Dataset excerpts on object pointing
- - -
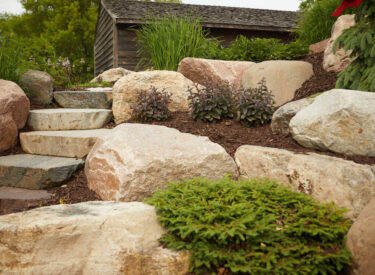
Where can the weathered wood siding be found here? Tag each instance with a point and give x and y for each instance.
(104, 42)
(127, 48)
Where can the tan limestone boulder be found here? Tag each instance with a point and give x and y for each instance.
(283, 115)
(361, 241)
(342, 121)
(282, 77)
(125, 91)
(347, 184)
(111, 75)
(337, 62)
(87, 238)
(214, 72)
(135, 160)
(38, 85)
(319, 47)
(14, 110)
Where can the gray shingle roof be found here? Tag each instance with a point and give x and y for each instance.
(211, 16)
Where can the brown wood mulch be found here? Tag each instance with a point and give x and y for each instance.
(228, 133)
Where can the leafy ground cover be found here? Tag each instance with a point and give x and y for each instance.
(251, 227)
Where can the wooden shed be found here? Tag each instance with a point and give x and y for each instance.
(115, 44)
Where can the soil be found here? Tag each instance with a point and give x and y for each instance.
(321, 81)
(228, 133)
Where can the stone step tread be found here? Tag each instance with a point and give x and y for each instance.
(68, 119)
(95, 98)
(73, 143)
(36, 172)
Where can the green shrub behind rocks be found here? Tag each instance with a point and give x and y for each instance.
(251, 227)
(151, 105)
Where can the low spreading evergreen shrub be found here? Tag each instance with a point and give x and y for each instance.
(211, 104)
(255, 106)
(251, 227)
(151, 105)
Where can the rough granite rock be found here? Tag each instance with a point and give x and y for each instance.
(97, 99)
(283, 115)
(283, 78)
(39, 86)
(71, 144)
(111, 75)
(337, 62)
(125, 91)
(214, 73)
(36, 172)
(138, 159)
(68, 119)
(347, 184)
(361, 241)
(342, 121)
(14, 109)
(87, 238)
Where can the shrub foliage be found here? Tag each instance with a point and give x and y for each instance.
(251, 227)
(211, 103)
(360, 38)
(151, 105)
(255, 106)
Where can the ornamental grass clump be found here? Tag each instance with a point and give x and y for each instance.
(251, 227)
(255, 106)
(151, 105)
(211, 104)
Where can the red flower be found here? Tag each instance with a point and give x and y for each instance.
(345, 4)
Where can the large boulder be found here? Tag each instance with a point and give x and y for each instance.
(282, 77)
(361, 241)
(342, 121)
(38, 85)
(138, 159)
(337, 62)
(14, 110)
(125, 91)
(87, 238)
(283, 115)
(214, 73)
(347, 184)
(111, 75)
(319, 47)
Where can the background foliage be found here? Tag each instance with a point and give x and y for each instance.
(360, 74)
(56, 36)
(316, 21)
(251, 227)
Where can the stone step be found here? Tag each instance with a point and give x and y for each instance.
(68, 119)
(93, 98)
(74, 144)
(36, 172)
(17, 199)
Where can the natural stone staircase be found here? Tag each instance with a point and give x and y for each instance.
(61, 138)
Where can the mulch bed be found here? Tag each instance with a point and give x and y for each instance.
(228, 133)
(321, 81)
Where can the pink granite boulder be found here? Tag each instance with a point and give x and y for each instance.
(14, 110)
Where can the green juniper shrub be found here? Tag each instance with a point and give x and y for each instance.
(211, 104)
(360, 38)
(255, 106)
(251, 227)
(151, 105)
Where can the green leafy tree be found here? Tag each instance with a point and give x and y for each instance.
(360, 38)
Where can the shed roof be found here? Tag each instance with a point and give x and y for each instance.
(130, 12)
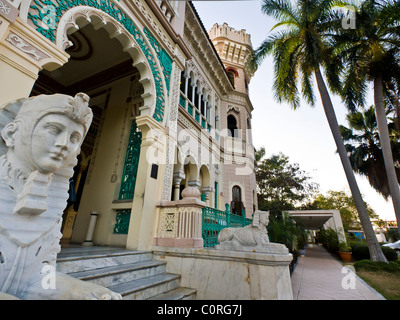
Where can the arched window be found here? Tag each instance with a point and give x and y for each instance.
(231, 76)
(237, 206)
(232, 126)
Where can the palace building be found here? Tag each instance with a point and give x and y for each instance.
(170, 146)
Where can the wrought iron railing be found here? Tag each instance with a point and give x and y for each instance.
(215, 220)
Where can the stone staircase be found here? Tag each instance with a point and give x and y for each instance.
(133, 274)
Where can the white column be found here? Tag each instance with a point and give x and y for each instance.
(92, 226)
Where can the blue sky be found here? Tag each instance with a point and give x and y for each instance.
(303, 134)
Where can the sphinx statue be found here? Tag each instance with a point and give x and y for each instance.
(41, 139)
(253, 237)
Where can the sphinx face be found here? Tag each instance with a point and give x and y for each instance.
(56, 139)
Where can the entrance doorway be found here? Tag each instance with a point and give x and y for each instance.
(100, 68)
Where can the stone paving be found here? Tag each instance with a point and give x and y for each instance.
(320, 276)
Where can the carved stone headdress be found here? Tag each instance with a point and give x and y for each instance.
(256, 217)
(28, 112)
(75, 108)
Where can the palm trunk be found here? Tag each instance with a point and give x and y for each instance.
(386, 148)
(375, 249)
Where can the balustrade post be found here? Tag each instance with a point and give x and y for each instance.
(227, 214)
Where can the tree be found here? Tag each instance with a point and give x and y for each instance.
(364, 149)
(281, 185)
(340, 200)
(299, 52)
(371, 52)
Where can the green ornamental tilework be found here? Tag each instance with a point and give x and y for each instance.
(122, 220)
(215, 220)
(47, 14)
(128, 180)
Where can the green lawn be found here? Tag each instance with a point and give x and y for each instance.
(384, 278)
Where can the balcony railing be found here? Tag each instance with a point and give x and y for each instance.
(215, 220)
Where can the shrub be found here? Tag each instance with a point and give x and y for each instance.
(329, 239)
(360, 252)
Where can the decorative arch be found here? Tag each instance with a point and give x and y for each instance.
(56, 19)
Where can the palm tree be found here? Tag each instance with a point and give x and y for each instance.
(299, 51)
(364, 150)
(371, 52)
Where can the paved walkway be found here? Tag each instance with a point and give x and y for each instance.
(319, 276)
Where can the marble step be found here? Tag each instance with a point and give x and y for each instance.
(180, 293)
(76, 261)
(117, 274)
(146, 288)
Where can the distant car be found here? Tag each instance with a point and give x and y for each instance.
(394, 245)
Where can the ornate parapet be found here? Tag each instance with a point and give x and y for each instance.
(180, 222)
- - -
Aim of the task
Reproduce the data word for word, excluding its pictures.

The output
Where can the weathered wood siding be found here? Tag each instance with a point and give x and y for each instance.
(104, 42)
(127, 48)
Where can the tan limestone boulder be found here? Tag each instance with a point and give x and y for each instance.
(283, 115)
(361, 241)
(342, 121)
(282, 77)
(125, 91)
(347, 184)
(111, 75)
(337, 62)
(87, 238)
(214, 72)
(135, 160)
(38, 85)
(319, 47)
(14, 110)
Where can the gray shingle roof be found here? Tag each instance with a point and give x and y for each instance.
(211, 16)
Where can the brown wood mulch be found here? Tag each instance with a point and give x and y for each instance.
(228, 133)
Where can the leafy ground cover be found here? Tag each instance with a point and give x and y for each instance.
(251, 227)
Where can the wooden shed be found here? Tag each instance with a point and give x and y for each instance.
(115, 44)
Where can the soil be found here? Tag each instance with a point and give x and y for each instance.
(321, 81)
(228, 133)
Where can the stone step tread be found here? Tag each instance with a point and give x and y for each instance.
(68, 119)
(95, 98)
(73, 143)
(36, 172)
Where can the green shrub behind rocks be found here? Tag each instance with a point and give x and y for each instance.
(251, 227)
(151, 105)
Where can the low spreading evergreen shrub be found here? Tag each instance with a point and give x and y for each instance.
(211, 104)
(255, 106)
(251, 227)
(151, 105)
Where can the rough granite rock be found here? Tag each instance with a point and give x and y for each instance.
(97, 99)
(283, 115)
(283, 78)
(39, 86)
(71, 144)
(111, 75)
(337, 62)
(125, 91)
(214, 73)
(36, 172)
(138, 159)
(68, 119)
(347, 184)
(361, 241)
(342, 121)
(14, 109)
(87, 238)
Where can the shrub foliage be found here? Tag each instance with a point and give x and y for each instance.
(251, 227)
(211, 103)
(360, 38)
(151, 105)
(255, 106)
Where can the ornamental grass clump be found here? Tag each instance with a point and give x and y for each instance.
(251, 227)
(255, 106)
(151, 105)
(211, 104)
Where can the red flower be found here? Tag each instance with a point and give x and y for each instance.
(345, 4)
Where can the large boulder be found here? Tag each instance with a point and give x and y for each instance.
(282, 77)
(361, 241)
(342, 121)
(38, 85)
(138, 159)
(337, 62)
(14, 110)
(125, 91)
(87, 238)
(283, 115)
(214, 73)
(347, 184)
(111, 75)
(319, 47)
Where can the background foliage be found here? Tag each instance with a point and give x and y for each instance.
(360, 74)
(56, 36)
(316, 21)
(251, 227)
Where can the stone step be found here? Tag each instance with a point and give x and y for each instance.
(68, 119)
(93, 98)
(74, 144)
(36, 172)
(17, 199)
Where can the natural stone staircase be found here? Tag each instance with a point and give x and y for each instance.
(61, 138)
Where can the mulch bed be found here? Tag each instance with a point and give x and y for each instance.
(228, 133)
(321, 81)
Where can the pink granite boulder be found here? Tag each instance with a point and give x and y for each instance.
(14, 110)
Where can the green juniper shrub be found here? Tag each instance with a point and give x and y for each instance.
(211, 104)
(360, 38)
(255, 106)
(251, 227)
(151, 105)
Where can the green leafy tree be found here? Tag each instance with a point and give x and y for each instance.
(360, 38)
Where can the shed roof be found here? Tag each instance with a point and give x and y for each instance.
(130, 12)
Where can the arched window be found here? Tag each instance with a point and give x and y for each instance.
(231, 76)
(237, 206)
(232, 126)
Where can the palace building be found here? Tag each instance with a point and give x and y for each instance.
(170, 146)
Where can the wrought iron railing be found here? Tag each instance with a point and give x and y for each instance.
(215, 220)
Where can the stone staircase be found here? Tag each instance with a point and give x and y for each instance.
(133, 274)
Where can the white column be found here? Tag each instance with a point and give x and y for each instance.
(92, 226)
Where can the blue sky be found here? Tag each instance with a point and give x and y for each instance.
(303, 134)
Where can the sphinx statue be found here? Tag each instance with a point and give x and y for each instance.
(41, 139)
(253, 237)
Where can the sphinx face be found here? Tag each instance with a point and give x and y for each instance.
(56, 139)
Where can the entrance doorway be found here? Tag each instance with a point and give x and y for each instance.
(100, 68)
Where can the stone paving be found here? Tag each instance with a point and give x and y for each instance.
(320, 276)
Where can the carved stone headdress be found here? Tag each instance with a point and give x and y for each instance.
(256, 217)
(28, 112)
(75, 108)
Where can the palm trunk be found here? Tag each instance with a point and give x and y for each instance.
(386, 148)
(375, 249)
Where can the balustrade post be found here? Tag each instance with a point and give x and y for each instance.
(227, 214)
Where can the tree be found here? Tag each instance with a point and give x and y for each instance.
(364, 149)
(281, 185)
(340, 200)
(299, 52)
(371, 52)
Where can the green ornamental tilework be found here? Tag each instance with a point and give x and y for each instance.
(122, 220)
(215, 220)
(47, 14)
(128, 180)
Where can the green lawn be found here? Tag each instance with a point and give x and y for each instance.
(384, 278)
Where can the balcony railing be found here? Tag each instance with a point and give x and y for each instance.
(215, 220)
Where can the shrub be found here? Tag each instance with a point and give x and y for each instance.
(329, 239)
(360, 252)
Where can the decorative arch be found here? Tag each instance with a point and give x and y for each instance.
(56, 19)
Where can the palm tree be found here? Tag each instance with a point and give x and y for each instance.
(299, 51)
(364, 150)
(371, 52)
Where can the paved walkway be found here? Tag each instance with a point and give x and y for each instance.
(319, 276)
Where can the marble step be found here? Tag each instance with a point and give x and y for each instance.
(180, 293)
(76, 261)
(117, 274)
(146, 288)
Where can the distant car be found here? Tag each instance with a point and give x and y for each instance.
(394, 245)
Where can the ornate parapet be found here? Tag each instance with a point and give x and y for each instance.
(180, 222)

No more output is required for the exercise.